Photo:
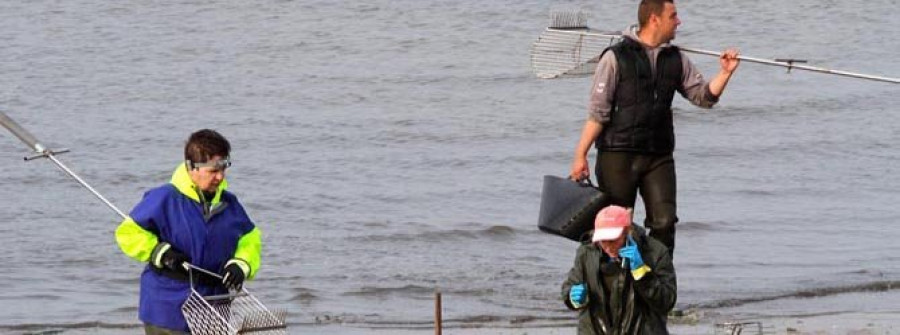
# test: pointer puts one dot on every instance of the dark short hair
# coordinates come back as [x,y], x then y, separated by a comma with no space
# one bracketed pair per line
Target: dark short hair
[204,144]
[648,7]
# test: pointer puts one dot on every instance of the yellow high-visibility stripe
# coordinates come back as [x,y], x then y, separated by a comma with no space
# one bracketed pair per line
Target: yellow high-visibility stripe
[249,250]
[135,241]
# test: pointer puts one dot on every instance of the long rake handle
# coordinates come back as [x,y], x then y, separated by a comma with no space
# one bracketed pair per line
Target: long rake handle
[32,143]
[773,62]
[795,66]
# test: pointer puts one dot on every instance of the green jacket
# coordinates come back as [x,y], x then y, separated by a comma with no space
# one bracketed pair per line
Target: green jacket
[641,306]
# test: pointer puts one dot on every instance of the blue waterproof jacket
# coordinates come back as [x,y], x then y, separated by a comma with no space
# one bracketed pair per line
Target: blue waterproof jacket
[173,213]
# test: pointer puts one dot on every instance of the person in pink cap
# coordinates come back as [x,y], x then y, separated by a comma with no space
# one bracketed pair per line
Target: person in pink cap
[623,282]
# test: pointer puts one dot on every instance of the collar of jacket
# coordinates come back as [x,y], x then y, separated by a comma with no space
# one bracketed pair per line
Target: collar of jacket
[182,181]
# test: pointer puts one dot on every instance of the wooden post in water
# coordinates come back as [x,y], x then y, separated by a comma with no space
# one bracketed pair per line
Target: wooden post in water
[437,312]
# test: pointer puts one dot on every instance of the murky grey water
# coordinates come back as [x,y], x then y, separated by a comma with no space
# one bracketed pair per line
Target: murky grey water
[389,148]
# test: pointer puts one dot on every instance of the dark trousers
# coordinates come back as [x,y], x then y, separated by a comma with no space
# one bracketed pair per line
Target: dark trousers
[621,175]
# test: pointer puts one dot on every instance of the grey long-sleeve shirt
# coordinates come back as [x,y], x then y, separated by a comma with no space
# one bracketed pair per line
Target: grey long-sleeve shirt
[603,90]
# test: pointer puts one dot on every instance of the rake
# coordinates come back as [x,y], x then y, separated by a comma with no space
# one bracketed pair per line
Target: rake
[568,48]
[237,312]
[228,314]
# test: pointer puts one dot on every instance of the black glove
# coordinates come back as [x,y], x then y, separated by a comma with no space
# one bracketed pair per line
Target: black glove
[166,257]
[234,274]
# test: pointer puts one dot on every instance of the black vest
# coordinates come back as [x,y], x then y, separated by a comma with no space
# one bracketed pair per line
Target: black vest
[641,119]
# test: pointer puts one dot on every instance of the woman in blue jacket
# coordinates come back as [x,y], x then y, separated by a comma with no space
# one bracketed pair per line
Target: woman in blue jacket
[191,219]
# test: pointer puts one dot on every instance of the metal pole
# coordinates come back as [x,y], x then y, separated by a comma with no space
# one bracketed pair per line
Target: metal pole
[32,143]
[790,65]
[437,313]
[85,184]
[786,64]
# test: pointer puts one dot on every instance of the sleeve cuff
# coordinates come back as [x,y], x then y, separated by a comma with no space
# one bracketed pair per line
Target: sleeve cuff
[241,264]
[640,272]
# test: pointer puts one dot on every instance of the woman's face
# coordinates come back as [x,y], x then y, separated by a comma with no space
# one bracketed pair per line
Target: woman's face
[207,178]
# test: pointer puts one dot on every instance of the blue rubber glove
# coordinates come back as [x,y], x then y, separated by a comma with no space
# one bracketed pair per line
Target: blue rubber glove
[577,295]
[636,263]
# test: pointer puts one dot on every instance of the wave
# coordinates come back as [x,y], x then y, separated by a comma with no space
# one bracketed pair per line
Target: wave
[492,232]
[414,291]
[53,328]
[878,286]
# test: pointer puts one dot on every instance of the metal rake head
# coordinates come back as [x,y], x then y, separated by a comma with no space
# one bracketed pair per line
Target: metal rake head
[230,314]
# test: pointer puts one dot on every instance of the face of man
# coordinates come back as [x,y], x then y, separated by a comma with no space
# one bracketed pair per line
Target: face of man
[612,247]
[207,178]
[668,22]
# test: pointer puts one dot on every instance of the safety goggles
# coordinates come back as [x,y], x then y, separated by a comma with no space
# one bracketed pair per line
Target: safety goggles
[218,165]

**Your objective**
Starting at the line that contains "the face of man" and continuing through the last line of the entries, rewrite those lines with "safety goggles" replaced by "protective eyewear" wherever it appears, leaving everything else unchanged.

**Output**
# test: pointer puts one dot on every instance of the face of man
# coordinates come back as [x,y], x then y, separated by a comma with no space
# one bracketed pair per line
Target: face of man
[612,247]
[207,178]
[668,22]
# test: pointer puts one dot on every instance of the protective eyewear
# coordinates come back as [x,y], x then y, separated by a comma with no space
# one bracketed pair per line
Target: protective eyewear
[218,165]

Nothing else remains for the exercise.